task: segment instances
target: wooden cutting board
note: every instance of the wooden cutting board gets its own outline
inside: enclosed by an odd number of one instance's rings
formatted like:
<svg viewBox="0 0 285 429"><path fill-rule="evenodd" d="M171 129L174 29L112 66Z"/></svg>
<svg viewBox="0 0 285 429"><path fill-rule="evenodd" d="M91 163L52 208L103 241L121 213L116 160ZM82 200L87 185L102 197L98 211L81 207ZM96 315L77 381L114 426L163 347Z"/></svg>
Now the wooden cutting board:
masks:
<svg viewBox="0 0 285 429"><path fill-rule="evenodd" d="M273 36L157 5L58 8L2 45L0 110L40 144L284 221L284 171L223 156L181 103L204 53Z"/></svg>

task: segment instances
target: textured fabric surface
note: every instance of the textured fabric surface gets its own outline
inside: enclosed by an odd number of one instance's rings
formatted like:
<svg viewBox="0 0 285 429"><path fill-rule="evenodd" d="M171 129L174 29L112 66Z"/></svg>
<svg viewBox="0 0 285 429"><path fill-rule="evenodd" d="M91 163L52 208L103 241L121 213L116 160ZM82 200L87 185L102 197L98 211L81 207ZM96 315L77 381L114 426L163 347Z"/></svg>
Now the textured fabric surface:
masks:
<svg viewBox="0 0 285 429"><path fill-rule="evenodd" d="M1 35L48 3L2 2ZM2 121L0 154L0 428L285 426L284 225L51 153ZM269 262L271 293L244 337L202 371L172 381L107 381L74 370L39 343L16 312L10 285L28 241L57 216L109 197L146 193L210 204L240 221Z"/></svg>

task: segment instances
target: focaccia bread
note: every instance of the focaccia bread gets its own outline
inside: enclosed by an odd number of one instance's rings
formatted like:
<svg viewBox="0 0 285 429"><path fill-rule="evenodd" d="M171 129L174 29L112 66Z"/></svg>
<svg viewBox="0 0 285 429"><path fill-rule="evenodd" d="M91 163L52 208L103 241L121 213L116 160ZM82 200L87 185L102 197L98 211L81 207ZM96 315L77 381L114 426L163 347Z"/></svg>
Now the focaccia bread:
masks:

---------------

Given instruction »
Copy the listing from its start through the line containing "35L48 3L2 2ZM2", including both ends.

Answer for this exercise »
task: segment instances
target: wooden cutting board
note: every instance of the wooden cutting board gets its own outline
inside: enclosed by an odd number of one instance's rings
formatted like:
<svg viewBox="0 0 285 429"><path fill-rule="evenodd" d="M171 129L174 29L112 66Z"/></svg>
<svg viewBox="0 0 285 429"><path fill-rule="evenodd" d="M91 163L52 208L103 241L121 213L116 160ZM82 200L87 185L102 197L98 211L81 207ZM96 315L77 381L114 426L163 347Z"/></svg>
Now the wooden cutting board:
masks:
<svg viewBox="0 0 285 429"><path fill-rule="evenodd" d="M273 36L157 5L58 8L2 45L0 110L40 144L284 221L284 171L223 156L181 103L204 53Z"/></svg>

task: segment instances
target: textured fabric surface
note: every instance of the textured fabric surface gets its own outline
inside: enclosed by an odd number of one instance's rings
formatted like:
<svg viewBox="0 0 285 429"><path fill-rule="evenodd" d="M171 129L174 29L112 66Z"/></svg>
<svg viewBox="0 0 285 429"><path fill-rule="evenodd" d="M91 163L52 208L103 241L121 213L116 160ZM82 200L87 185L102 197L98 211L81 207ZM96 315L77 381L114 426L163 347Z"/></svg>
Now the textured fabric surface:
masks:
<svg viewBox="0 0 285 429"><path fill-rule="evenodd" d="M1 35L48 3L2 2ZM2 121L0 154L0 428L285 426L284 225L51 153ZM269 262L271 293L244 337L202 371L172 381L107 381L74 370L39 343L16 312L10 285L28 241L57 216L109 197L146 193L210 204L240 221Z"/></svg>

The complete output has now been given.